■ CONSIGNES ■
• A. Dans le texte sur l'insignifiance, relevez les phénomènes que la citation de Castoriadis donne comme caractéristiques du monde contemporain avant de mentionner l'insignifiance.
• B. Poursuivez le texte sur l'insignifiance à partir de sa dernière phrase.

■ EXTRAIT DU TEXTE ■
_ _ _ _

« Çà et là, on commence quand même à comprendre que la « crise » n’est pas une fatalité de la modernité à laquelle il faudrait se soumettre, « s’adapter » sous peine d’archaïsme. »(Cornelius Castoriadis). Nous sommes dans l’âge de l’insignifiance, mais cela n’est pas une fatalité, alors agissons.


Le vent d’espoir, puis de tristesse, venu de Grèce m’a ramené à la lecture de Cornelius Castoriadis. En particulier, ses réflexions sur la montée de l’insignifiance datant des années 90 s’avèrent d’une actualité déconcertante :

« Ce qui caractérise le monde contemporain ce sont, bien sûr, les crises, les contradictions, les oppositions, les fractures, mais ce qui me frappe surtout, c’est l’insignifiance. »

La liberté d’innover… et de consommer…

La semaine dernière, un ami hongrois est venu vers moi pour me demander quel était le problème avec les Français. Choqué par les images venant de Paris, il voulait parler de la« violence des chauffeurs de taxis » face à « la liberté de consommer et d’innover d’Uber ».

J’ai essayé de lui expliquer que pour résumer, « on a donc des précaires qui se font enfler par un monopole du XXe siècle (les taxis) qui tapent sur des précaires qui se font enfler par une innovation du XXIe siècle (les Uber), sous les yeux d’un Etat régi par des compétences du XIXesiècle, qui se fait enfler par tout le monde puisqu’à la fois les monopoles et les précaires lui pissent à la raie. Notons au passage que les précaires se tapent dessus entre eux pendant que les monopoles prospèrent, youpla boom, c’est vachement bien foutu. »

_ _ _ _

■ DONNÉES ■
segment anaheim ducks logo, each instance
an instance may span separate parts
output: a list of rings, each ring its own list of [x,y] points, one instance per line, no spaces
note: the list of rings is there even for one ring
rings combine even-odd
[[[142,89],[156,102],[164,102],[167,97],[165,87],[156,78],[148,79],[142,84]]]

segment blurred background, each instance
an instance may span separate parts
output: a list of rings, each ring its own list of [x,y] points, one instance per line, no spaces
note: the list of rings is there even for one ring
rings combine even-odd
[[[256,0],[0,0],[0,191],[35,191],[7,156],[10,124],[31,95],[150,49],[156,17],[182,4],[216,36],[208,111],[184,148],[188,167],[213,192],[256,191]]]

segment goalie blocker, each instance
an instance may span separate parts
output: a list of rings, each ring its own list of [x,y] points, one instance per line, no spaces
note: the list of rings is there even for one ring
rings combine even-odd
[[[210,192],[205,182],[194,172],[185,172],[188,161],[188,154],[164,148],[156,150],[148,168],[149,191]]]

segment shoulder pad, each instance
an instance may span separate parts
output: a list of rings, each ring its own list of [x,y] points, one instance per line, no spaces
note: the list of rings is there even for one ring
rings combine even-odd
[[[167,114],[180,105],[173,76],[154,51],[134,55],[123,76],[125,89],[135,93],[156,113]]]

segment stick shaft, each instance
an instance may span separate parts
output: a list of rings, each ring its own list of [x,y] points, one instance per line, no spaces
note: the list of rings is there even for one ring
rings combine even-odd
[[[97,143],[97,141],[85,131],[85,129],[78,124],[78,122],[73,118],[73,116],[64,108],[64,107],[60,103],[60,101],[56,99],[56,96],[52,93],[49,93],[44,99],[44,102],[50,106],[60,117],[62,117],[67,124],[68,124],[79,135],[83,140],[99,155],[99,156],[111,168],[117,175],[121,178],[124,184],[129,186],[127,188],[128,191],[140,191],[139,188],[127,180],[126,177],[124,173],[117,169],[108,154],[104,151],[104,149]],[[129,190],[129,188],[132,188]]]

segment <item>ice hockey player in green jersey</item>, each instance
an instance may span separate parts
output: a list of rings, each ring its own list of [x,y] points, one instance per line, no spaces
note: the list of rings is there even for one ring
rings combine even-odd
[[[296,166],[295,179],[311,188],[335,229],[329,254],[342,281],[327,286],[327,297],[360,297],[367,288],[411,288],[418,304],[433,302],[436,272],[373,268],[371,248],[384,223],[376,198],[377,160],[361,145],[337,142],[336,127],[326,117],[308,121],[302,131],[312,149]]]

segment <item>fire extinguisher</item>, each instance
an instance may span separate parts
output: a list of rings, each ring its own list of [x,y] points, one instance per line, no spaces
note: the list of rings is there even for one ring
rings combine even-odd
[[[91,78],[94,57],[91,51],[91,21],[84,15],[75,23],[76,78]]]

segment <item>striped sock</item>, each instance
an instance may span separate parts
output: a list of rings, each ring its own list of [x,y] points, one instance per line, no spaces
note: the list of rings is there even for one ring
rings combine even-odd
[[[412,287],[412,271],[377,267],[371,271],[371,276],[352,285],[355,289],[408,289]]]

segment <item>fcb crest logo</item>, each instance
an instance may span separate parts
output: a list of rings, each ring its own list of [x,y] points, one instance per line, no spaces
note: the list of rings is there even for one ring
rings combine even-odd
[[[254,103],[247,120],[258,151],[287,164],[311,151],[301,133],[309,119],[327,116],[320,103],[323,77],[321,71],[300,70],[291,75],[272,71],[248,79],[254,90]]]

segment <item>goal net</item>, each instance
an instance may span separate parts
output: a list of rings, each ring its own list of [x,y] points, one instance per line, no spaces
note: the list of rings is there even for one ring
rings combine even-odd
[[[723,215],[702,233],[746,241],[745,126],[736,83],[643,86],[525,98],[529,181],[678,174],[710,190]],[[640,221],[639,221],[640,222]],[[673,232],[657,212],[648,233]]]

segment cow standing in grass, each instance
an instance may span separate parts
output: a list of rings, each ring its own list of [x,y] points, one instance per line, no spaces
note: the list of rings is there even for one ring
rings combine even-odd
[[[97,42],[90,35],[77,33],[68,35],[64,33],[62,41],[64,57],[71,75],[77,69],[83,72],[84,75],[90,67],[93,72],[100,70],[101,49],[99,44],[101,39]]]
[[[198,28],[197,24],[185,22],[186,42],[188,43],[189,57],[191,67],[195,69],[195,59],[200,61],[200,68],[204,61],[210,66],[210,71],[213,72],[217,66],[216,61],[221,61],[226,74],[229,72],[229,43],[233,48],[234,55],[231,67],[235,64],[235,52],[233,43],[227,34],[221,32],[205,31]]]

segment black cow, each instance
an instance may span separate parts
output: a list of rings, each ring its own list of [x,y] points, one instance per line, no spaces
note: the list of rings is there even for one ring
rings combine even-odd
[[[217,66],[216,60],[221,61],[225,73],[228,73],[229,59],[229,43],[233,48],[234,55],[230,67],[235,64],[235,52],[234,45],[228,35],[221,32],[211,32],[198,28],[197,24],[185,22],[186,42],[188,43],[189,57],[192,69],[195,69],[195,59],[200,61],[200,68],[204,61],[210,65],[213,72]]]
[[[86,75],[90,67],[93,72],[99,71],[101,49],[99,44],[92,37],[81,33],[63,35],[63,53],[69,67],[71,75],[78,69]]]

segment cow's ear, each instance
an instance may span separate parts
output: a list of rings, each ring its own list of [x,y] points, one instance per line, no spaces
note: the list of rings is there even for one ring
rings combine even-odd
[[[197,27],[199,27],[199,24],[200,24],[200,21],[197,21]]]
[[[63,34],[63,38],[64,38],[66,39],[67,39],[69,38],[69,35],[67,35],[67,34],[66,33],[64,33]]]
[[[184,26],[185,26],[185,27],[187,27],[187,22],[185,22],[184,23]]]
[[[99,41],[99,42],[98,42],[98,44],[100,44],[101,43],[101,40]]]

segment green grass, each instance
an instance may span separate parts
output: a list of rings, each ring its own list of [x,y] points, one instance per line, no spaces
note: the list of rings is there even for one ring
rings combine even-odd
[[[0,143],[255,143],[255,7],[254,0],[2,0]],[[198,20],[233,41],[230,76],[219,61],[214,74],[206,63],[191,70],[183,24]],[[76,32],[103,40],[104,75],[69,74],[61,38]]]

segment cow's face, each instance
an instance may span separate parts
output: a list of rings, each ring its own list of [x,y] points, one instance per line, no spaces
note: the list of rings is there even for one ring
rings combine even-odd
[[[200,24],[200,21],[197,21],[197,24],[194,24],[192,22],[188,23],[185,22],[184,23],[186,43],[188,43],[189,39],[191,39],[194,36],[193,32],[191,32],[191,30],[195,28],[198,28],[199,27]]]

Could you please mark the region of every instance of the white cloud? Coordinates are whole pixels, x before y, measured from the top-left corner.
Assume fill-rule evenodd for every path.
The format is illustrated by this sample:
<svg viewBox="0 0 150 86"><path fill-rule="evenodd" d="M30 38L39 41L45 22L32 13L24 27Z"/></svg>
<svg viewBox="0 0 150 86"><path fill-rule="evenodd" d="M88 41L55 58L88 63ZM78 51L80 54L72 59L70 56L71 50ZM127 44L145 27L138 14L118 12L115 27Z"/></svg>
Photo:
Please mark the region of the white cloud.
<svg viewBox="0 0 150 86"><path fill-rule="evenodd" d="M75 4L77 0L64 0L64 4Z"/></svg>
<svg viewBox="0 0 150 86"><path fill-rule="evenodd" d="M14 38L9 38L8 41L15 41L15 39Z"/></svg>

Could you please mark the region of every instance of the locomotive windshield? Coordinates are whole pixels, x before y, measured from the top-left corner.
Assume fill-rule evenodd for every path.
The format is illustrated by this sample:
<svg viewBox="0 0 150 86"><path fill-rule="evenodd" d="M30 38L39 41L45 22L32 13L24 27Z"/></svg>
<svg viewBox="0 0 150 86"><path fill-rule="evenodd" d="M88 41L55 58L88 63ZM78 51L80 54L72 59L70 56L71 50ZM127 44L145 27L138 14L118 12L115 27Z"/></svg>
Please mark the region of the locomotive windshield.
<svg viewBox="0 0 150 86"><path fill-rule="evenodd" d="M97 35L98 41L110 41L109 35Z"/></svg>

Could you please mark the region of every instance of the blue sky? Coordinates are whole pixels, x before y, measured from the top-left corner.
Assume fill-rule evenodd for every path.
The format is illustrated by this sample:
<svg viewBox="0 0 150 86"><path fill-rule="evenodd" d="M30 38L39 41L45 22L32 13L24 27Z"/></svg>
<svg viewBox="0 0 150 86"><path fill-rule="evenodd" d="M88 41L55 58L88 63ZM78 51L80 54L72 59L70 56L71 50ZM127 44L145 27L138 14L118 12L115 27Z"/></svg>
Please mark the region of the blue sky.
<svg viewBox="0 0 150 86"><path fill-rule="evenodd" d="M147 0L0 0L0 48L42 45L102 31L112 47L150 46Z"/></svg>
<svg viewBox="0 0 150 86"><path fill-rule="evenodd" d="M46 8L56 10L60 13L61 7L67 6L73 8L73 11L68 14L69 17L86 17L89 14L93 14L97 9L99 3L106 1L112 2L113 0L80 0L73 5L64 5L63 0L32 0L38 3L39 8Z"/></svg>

_ _ _ _

■ RÉPONSES ■
• A. les crises, les contradictions, les oppositions, les fractures

• B.
Mais ce qui m’a le plus marqué, c’est l’imaginaire absurde et destructeur qu’il y a derrière toute cette affaire. Les propos de Thibaud Simphal, directeur général d’Uber France sont assez éloquents :

Question à Thibaud Simphal : « Après vous être comporté en cow-boy, comment pensez-vous être crédible pour proposer des mesures aux taxis ? »

Thibaud Simphal : « Les cow-boys, ce sont les gens qui lynchent des personnes sur la voie publique. Heureusement que des entreprises innovent ! »

Q : « Vous risquez une peine de prison. Avez-vous songé à quitter Uber ? »

T. S. : « Je ne suis pas près de quitter Uber ! On est probablement l’entreprise qui a grossi le plus vite dans l’histoire de l’humanité. Il y a encore de très belles choses à faire. Cette entreprise fait débat partout, cela vient du succès et de la puissance d’une idée. »

Nous sommes bel et bien dans l’âge de l’insignifiance qui consiste de manière aveugle, sans poser la question du sens et encore moins des conséquences de ses actes, à faire toujours plus de profits. Aveuglé par une pseudo liberté de consommer, on court vers le moins cher et on s’offusque lorsque cette liberté est questionnée.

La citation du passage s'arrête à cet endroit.